Passage for review:
A further medical witness gave evidence to the effect that what the claimant was seen doing on the video was very mundane and pedestrian.  This expert commented that the surveillance evidence showed the claimant doing what he would expect her to be able to carefully undertake.

In response to the surveillance evidence tendered by Comcare at the Tribunal hearing the plaintiff gave evidence that for her to have been able to perform the activities she is seen doing on the video, she must have been wearing her TENS machine and she must have had an injection of Toradol on each of the days on which the video was undertaken.

In that regard, three of the medical witnesses who gave evidence at trial acknowledged that the plaintiff may benefit from the placebo affect when using her TENS machine or taking Toradol.

Decision

Having had the benefit of the medical witnesses’ evidence, Comcare’s submissions and the claimant’s submissions, the Tribunal’s Senior Member, Dr James Popple, found that the claimant was wearing her TENS machine at all times during the video and that the claimant was not seen doing anything in the video that was inconsistent with her still suffering, at that time, from the effects of a compensable injury.  In that regard, the Tribunal placed significant weight on the two separate activities shown by the surveillance where the claimant can be seen moving in a way that suggested that she was protecting her back.  In addition, the Tribunal was mindful that whilst the expert medical witnesses were, for the most part, critical of the claimant’s presentation in the video, they agreed that the claimant does not do anything in the video which was inconsistent with their assessment of her capacity to work. 

Therefore, notwithstanding the Tribunal’s view that the claimant exaggerated her symptoms and that her evidence was not entirely reliable, it found that Comcare had not discharged the onus of demonstrating that the effects of the claimant’s compensable injury had ceased.  In light of those findings, the Tribunal made various orders, the practical effect of which was to reinstate the claimant’s claim for compensation in respect of the costs of her medical treatment for her injuries and to remit for Comcare’s determination, the question concerning whether Comcare is also required to pay the claimant compensation for incapacity for work.

Questions to answer:
• 1. Write out the part of the Comcare tribunal summary starting with "A further medical" and going on through "or taking Toradol.".
• 2. Resume the Comcare tribunal summary after its final sentence.

Information shown:
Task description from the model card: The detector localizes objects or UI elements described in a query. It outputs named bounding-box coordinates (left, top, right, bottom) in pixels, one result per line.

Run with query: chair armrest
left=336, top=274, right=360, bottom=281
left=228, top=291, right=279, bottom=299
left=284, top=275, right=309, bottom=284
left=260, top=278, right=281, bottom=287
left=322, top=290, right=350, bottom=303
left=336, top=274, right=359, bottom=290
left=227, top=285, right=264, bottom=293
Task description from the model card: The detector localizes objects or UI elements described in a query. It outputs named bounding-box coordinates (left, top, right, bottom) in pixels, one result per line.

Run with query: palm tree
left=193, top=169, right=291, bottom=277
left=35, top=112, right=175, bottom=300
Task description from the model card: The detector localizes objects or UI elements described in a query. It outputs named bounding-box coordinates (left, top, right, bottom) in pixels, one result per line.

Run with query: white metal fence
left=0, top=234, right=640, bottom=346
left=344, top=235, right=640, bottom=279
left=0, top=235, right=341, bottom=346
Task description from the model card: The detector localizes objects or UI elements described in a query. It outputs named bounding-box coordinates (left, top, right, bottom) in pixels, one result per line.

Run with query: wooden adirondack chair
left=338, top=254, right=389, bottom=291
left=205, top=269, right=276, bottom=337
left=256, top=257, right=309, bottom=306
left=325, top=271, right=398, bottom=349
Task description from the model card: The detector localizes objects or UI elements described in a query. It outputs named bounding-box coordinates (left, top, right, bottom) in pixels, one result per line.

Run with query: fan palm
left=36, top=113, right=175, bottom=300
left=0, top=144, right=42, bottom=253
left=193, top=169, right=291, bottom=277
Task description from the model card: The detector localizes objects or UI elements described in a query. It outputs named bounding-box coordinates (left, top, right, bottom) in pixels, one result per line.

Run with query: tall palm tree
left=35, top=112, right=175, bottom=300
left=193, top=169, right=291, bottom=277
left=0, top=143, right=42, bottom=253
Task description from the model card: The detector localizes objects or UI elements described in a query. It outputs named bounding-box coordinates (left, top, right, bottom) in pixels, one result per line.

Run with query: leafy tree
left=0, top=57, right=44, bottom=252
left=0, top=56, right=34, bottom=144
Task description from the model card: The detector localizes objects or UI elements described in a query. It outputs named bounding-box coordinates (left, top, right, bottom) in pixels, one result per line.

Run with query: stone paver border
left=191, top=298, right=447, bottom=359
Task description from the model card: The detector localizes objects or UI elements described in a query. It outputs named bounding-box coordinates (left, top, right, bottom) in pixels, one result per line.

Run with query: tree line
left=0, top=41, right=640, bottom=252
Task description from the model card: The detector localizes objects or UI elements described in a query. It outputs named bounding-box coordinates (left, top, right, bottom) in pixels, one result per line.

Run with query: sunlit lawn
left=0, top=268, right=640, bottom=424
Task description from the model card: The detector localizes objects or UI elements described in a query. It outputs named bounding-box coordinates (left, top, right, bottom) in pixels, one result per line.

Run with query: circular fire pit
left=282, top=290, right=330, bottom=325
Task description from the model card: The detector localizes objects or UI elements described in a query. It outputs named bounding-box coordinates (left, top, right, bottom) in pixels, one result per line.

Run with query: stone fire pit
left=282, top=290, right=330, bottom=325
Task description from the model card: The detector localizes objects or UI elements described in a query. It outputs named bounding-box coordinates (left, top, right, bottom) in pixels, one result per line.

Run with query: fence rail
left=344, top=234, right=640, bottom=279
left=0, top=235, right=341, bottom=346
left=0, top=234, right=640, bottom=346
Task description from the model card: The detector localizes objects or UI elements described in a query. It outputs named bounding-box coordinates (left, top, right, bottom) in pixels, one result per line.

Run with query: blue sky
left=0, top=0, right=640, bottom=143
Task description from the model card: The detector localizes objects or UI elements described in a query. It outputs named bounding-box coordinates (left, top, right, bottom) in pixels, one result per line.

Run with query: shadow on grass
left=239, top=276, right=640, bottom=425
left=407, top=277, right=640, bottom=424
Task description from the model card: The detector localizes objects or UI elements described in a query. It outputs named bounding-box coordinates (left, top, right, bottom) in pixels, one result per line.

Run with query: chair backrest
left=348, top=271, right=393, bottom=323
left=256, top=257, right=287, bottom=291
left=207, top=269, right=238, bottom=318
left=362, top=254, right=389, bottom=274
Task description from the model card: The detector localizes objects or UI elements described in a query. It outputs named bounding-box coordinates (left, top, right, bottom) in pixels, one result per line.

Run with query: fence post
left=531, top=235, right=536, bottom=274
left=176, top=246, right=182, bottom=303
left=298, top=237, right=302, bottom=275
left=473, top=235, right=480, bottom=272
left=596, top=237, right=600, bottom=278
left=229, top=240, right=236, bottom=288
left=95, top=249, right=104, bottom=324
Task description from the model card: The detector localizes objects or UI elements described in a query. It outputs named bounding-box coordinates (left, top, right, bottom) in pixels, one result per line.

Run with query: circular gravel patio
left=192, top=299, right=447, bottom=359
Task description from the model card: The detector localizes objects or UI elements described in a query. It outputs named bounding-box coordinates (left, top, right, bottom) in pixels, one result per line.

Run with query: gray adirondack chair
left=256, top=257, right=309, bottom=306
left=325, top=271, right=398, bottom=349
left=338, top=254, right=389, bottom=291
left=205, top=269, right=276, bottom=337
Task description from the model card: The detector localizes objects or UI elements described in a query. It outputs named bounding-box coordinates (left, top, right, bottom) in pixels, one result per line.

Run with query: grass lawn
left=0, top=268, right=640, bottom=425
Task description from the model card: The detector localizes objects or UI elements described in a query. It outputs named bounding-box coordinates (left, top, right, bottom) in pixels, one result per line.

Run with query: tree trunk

Answers for this exercise:
• 1.
A further medical witness gave evidence to the effect that what the claimant was seen doing on the video was very mundane and pedestrian.  This expert commented that the surveillance evidence showed the claimant doing what he would expect her to be able to carefully undertake.

In response to the surveillance evidence tendered by Comcare at the Tribunal hearing the plaintiff gave evidence that for her to have been able to perform the activities she is seen doing on the video, she must have been wearing her TENS machine and she must have had an injection of Toradol on each of the days on which the video was undertaken.

In that regard, three of the medical witnesses who gave evidence at trial acknowledged that the plaintiff may benefit from the placebo affect when using her TENS machine or taking Toradol.

• 2.
Key points

  • Even in those cases where a claimant has given a particularly dramatic or exaggerated account of his or her injuries’ symptoms and restrictions, caution should be exercised in placing too much reliance on the potential impact that surveillance might have on the outcome of the claim, if the surveillance content is confined to footage of the claimant participating in reasonably sedentary or menial activities of daily living.  Such footage may even be relied upon by the claimant’s legal representatives as a basis for affirming their client’s restrictions and difficulties. 
  • When assessing the probative value of surveillance in a matter where the claimant is suspected of misrepresentation or exaggerating the impacts of his or her injuries, the defendant and the insurer must consider not only the types of activities displayed in the surveillance, but also the level of ease or comfort with which the claimant is able to perform them.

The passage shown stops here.